TASK STATEMENT: Print every one of the records verbatim, omitting nothing.

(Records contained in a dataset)
▽
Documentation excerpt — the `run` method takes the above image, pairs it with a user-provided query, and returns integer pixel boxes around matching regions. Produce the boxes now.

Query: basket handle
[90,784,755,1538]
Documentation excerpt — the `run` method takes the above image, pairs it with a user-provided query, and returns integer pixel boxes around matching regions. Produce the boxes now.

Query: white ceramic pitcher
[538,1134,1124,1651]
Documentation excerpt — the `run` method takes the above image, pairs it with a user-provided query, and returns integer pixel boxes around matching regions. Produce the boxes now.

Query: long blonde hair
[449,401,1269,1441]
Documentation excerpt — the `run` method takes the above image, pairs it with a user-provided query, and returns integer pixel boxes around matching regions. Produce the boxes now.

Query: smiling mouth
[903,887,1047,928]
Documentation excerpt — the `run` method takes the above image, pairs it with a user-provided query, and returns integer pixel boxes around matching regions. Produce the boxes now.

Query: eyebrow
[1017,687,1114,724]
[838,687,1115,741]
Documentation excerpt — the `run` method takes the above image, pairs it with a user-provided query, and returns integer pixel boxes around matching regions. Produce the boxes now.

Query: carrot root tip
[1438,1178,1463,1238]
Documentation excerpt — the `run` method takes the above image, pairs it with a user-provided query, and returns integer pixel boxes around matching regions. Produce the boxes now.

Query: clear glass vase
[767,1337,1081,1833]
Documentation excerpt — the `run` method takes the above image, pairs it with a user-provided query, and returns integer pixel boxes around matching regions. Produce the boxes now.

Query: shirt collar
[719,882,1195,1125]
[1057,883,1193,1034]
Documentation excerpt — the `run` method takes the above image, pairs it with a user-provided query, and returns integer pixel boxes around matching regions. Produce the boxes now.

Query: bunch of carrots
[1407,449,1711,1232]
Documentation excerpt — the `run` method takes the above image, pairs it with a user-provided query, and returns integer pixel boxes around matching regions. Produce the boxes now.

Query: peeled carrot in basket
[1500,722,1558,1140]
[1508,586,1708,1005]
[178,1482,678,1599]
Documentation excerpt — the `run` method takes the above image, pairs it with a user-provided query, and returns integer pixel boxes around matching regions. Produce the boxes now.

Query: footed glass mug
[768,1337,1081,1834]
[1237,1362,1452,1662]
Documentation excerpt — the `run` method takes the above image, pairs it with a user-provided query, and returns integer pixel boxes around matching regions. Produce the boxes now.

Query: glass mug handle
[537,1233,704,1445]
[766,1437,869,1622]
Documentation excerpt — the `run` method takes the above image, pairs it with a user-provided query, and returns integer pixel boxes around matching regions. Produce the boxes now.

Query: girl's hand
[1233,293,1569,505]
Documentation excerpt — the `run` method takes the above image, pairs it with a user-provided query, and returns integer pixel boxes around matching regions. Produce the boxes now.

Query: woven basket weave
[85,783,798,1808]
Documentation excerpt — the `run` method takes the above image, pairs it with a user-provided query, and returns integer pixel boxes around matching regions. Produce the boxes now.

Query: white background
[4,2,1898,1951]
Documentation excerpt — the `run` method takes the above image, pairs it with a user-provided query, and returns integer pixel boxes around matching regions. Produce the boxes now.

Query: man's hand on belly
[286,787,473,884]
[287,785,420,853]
△
EXPECTED ANSWER:
Documentation excerpt — the `run` method takes the above image, pairs it with a user-provided query, and returns integer pixel boxes around matching regions. Produce the boxes now.

Query: basket handle
[90,784,755,1538]
Documentation excerpt — the `run` method takes the above image, pairs it with a user-provided query, and returns integer pixel boxes around matching regions. Produce the boxes now.

Query: white ceramic pitcher
[538,1134,1124,1651]
Documentation excerpt — the `run` method takes the above image, pairs it with a user-provided query, and returns integer pixel boxes around matching regions. Produce the boxes now.

Query: long blonde hair
[449,401,1269,1441]
Documentation excerpt — the `run` method takes the above image, pairs it with a user-provided query, and returns integer pixel boxes around matching regions. Produce the boxes now.

Query: smiling mouth
[903,887,1047,928]
Documentation excerpt — the `run` method takes the above image, pairs it with a user-provided query, and returns integer pixel boxes around matching regions. Produce the boxes now.

Query: eyebrow
[1017,687,1114,724]
[838,687,1115,741]
Documentation excerpt — the `run` method takes the above image, pairs it with a user-provided query, and returns integer pixel boxes around matching regions. Produce the boxes now.

Query: carrot root tip
[1438,1178,1463,1238]
Documentation excerpt — the `run` method takes the above image, pairs it with a user-provided query, and returns integer pixel boxes around matching regions. Produce the boxes now.

Query: clear glass vase
[767,1337,1081,1833]
Documentation excerpt — the `run` method takes the above image, pairs it with a user-provided query, and returns integer pixel boxes around matching regions. Produce the boxes now.

Query: shirt collar
[719,882,1195,1125]
[1057,883,1193,1034]
Documentation excerpt — the `run` method takes the above image, pairs it with a user-provided query, and returns integer pixel boxes around matching regions. Produce the boxes now.

Query: bunch of carrots
[1407,449,1711,1232]
Documentation excerpt — the `run` method takes the above image, pairs it with a user-provided query, and returns integer pixel boxes around matching regions. Produce the boxes now.

Query: peeled carrot in basket
[1500,722,1558,1140]
[1508,586,1708,1005]
[178,1482,678,1599]
Documentation excerpt — the `run` method takes the above image, pairs it with a user-provided query, and returns integer pixel boxes around matching regions. Produce the boxes now.

Query: footed glass mug
[768,1337,1081,1834]
[1237,1362,1452,1662]
Documentation excerpt — the `run` method takes the above image, pairs it with a user-provided query, and returns integer pixel boxes around matching regions. Produce the boxes now.

Query: glass mug handle
[537,1233,704,1445]
[766,1437,869,1622]
Documentation excerpt — the `run` method takes the above image, pairs it with a user-provided query, and returns integer pixel boxes around matching regions. Produce the boxes now.

Query: girl's hand
[1233,293,1569,505]
Documentation excerpt — the `run` method takes the above image, pairs it with a user-provided query, and returns integer pixel boxes around matching regions. Produce the boxes now.

Query: woven basket weave
[85,783,798,1808]
Documentation excerpt — the `run` method takes the above image, pairs it with a user-provided query, and returns integer pixel boxes around matching regions. Produce the boxes now.

Query: white background
[4,2,1898,1951]
Documentation excerpt — the `run` method takes the above image, pairs it with a user-provided query, and returns integer pixel boxes around matching regions. Produce the boxes now.

Query: man's hand on belly
[286,787,473,884]
[287,785,420,853]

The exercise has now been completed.